** BEGIN Document text **

President Donald Trump said the U.S. is open to engaging in discussions with South Korea and North Korea at “the appropriate time” and that he’d be willing to speak directly with Kim Jong Un if certain conditions were met.

“Right now they’re talking Olympics. It’s a start. It’s a big start,” Trump said at a press conference at Camp David about talks expected in the coming week between South Korea and North Korea. It would be “great for humanity” if something beyond cooperating in February’s Winter Olympic Games comes out of the talks, he said.

When asked whether he’d be open to talking to Kim, the North Korean leader, whom he’s dismissed in Twitter messages and in a speech to the United Nations General Assembly as “Rocket Man,” Trump said “Sure, I always believe in talking,” adding that “he knows I’m not messing around, not even a little bit.”

Trump praised the talks planned for this week after previously shunning such diplomatic efforts, and even publicly chiding Secretary of State Rex Tillerson in October for “wasting his time” by pursing them.

Bigger ‘Button’

His comments Saturday went further than his earlier endorsements, though, and Trump said the meeting wouldn’t have been possible without his tough rhetoric toward North Korea. The remark also followed days after Trump warned on Twitter that his “nuclear button” is bigger and more powerful than Kim’s.

“These are constructive comments by the president,” Nicholas Burns, a former Undersecretary of State in President George W. Bush’s administration who’s now a professor at the Harvard Kennedy School of Government, said of Saturday’s press conference. “It is essential that we remain united with Seoul and not permit Kim Jong Un to divide us.”

** END Document text **

- _Tasks and exercises_
1. Answer these questions from the news report above.
(a) Where did Trump hold the press conference?
(b) Whom did Trump publicly chide in October for "wasting his time"?
(c) At which institution is Nicholas Burns now a professor?
2. Transcribe the part of the news report above, starting with "Bigger ‘Button’" and going on through "powerful than Kim’s.".

** BEGIN Entries **

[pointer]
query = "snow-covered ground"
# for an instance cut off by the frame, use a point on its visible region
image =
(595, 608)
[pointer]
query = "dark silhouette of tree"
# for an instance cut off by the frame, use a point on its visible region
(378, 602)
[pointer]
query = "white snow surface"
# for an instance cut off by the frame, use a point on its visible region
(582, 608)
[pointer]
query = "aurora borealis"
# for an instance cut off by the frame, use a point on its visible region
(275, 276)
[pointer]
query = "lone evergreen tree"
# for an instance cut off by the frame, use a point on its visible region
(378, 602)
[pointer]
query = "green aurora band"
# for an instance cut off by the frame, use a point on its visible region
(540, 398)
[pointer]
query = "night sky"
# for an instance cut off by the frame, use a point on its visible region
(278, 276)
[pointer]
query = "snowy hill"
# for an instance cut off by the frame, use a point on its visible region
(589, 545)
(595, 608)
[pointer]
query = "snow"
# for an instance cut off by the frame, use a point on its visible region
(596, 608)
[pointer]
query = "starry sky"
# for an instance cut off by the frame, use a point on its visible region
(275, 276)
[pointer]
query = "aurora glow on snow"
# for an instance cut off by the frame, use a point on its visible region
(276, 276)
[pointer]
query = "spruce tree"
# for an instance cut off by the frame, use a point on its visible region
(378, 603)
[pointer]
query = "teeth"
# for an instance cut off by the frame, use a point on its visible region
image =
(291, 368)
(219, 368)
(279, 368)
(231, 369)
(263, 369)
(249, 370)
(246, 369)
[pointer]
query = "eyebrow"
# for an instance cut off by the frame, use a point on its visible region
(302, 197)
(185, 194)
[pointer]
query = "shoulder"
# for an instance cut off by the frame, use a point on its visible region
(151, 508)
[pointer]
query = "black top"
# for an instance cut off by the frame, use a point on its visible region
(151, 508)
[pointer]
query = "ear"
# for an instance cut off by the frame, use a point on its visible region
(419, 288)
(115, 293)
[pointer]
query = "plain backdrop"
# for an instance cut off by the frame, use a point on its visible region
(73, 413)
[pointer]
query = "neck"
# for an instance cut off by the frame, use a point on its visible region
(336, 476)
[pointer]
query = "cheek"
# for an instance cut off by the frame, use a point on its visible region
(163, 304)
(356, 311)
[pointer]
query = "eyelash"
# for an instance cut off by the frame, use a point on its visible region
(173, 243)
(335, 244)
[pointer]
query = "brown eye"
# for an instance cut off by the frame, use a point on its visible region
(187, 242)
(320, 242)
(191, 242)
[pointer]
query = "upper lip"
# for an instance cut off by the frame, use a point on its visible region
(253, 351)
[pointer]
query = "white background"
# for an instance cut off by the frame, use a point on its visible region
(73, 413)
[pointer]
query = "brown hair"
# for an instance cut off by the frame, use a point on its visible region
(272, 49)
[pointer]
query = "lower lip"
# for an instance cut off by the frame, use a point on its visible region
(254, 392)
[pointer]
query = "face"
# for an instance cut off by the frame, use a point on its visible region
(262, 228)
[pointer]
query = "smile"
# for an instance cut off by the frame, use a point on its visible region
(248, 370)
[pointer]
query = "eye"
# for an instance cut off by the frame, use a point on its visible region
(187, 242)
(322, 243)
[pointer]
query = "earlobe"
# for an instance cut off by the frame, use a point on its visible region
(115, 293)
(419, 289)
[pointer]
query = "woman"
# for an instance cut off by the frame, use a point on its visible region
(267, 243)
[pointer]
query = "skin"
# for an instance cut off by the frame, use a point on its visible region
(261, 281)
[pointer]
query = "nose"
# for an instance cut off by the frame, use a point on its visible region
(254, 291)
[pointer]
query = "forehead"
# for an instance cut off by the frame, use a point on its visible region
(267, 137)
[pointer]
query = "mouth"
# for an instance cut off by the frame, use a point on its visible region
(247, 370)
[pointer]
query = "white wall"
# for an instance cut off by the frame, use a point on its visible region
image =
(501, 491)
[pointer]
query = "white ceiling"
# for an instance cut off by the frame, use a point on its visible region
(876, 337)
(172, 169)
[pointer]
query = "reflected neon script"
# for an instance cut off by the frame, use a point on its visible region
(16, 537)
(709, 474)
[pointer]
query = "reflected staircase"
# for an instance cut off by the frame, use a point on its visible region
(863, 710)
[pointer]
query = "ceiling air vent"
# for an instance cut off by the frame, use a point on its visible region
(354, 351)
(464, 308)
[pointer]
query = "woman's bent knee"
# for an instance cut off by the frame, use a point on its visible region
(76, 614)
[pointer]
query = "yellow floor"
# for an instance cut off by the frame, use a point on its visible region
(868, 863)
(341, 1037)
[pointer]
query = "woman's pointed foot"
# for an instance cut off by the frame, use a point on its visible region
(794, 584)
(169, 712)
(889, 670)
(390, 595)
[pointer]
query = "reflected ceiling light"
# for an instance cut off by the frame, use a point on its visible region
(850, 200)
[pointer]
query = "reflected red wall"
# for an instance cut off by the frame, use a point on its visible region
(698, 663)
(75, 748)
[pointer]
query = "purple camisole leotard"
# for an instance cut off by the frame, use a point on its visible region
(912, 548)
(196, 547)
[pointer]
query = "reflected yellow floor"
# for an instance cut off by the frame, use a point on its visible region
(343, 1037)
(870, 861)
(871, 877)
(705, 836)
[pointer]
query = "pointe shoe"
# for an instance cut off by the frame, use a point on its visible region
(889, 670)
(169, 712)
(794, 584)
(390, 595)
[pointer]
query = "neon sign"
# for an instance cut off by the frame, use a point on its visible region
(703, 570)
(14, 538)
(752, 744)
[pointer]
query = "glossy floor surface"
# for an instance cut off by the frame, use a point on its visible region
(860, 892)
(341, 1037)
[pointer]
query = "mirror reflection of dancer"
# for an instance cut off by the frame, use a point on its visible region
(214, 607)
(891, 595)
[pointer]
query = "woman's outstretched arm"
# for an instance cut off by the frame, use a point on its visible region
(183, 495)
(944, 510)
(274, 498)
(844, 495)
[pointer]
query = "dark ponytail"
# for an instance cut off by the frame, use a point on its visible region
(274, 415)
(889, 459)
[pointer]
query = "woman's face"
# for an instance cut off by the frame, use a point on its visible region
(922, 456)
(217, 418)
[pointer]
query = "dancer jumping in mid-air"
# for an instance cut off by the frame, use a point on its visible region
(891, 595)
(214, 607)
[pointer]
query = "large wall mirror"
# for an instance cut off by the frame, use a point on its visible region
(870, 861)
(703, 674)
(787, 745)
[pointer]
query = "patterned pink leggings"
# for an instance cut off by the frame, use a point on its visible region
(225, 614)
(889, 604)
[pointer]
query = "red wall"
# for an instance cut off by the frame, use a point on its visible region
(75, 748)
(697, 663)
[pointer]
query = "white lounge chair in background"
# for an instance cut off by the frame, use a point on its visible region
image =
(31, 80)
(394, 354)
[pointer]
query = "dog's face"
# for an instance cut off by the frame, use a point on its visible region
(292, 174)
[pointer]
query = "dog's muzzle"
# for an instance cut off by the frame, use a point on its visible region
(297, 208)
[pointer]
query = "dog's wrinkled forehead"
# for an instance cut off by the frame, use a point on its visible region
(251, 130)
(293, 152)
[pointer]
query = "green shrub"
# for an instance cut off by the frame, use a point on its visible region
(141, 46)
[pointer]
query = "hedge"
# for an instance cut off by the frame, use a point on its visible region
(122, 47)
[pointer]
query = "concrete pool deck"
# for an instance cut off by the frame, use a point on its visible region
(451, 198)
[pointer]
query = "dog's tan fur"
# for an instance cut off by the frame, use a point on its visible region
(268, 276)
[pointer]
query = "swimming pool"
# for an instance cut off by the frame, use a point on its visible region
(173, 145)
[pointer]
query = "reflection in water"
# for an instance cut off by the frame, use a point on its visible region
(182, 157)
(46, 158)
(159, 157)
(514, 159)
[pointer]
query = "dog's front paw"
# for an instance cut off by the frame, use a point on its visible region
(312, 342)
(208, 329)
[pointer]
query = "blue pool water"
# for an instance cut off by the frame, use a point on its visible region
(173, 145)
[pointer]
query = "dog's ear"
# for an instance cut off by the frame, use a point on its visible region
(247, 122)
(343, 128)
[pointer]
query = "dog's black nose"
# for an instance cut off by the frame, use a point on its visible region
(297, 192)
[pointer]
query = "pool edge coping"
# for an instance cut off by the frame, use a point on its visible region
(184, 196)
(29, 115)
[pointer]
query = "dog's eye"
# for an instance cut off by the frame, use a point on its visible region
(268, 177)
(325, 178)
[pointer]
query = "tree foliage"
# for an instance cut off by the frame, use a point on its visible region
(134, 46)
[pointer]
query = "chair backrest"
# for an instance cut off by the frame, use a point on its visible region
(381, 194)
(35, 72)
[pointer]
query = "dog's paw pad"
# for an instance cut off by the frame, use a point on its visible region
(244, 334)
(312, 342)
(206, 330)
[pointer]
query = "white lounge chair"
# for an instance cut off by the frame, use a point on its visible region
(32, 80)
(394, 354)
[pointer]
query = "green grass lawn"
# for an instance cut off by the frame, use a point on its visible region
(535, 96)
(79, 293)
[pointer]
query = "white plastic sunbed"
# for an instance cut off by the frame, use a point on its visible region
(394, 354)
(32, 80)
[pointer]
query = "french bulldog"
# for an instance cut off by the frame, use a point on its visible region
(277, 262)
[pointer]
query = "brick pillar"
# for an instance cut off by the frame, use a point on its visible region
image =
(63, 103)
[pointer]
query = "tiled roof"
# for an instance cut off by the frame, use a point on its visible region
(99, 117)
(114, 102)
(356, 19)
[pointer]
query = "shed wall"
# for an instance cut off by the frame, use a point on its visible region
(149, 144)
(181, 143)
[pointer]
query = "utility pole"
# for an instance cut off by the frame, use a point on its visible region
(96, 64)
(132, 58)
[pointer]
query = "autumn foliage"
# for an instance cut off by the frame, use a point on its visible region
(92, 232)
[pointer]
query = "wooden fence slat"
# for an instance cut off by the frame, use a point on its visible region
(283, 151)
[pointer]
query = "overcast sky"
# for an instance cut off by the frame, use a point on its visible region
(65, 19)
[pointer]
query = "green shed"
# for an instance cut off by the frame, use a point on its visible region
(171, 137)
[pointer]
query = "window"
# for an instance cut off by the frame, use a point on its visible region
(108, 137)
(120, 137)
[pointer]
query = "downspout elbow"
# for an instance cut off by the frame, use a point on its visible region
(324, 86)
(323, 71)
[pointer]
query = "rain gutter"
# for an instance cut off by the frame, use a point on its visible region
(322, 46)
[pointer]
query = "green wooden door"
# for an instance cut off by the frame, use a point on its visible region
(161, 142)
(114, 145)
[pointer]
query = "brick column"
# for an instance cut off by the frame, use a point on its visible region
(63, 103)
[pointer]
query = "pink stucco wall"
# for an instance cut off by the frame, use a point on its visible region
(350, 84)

** END Entries **

- _Full solutions_
1.
(a) Camp David
(b) Secretary of State Rex Tillerson
(c) The Harvard Kennedy School of Government

2.
Bigger ‘Button’

His comments Saturday went further than his earlier endorsements, though, and Trump said the meeting wouldn’t have been possible without his tough rhetoric toward North Korea. The remark also followed days after Trump warned on Twitter that his “nuclear button” is bigger and more powerful than Kim’s.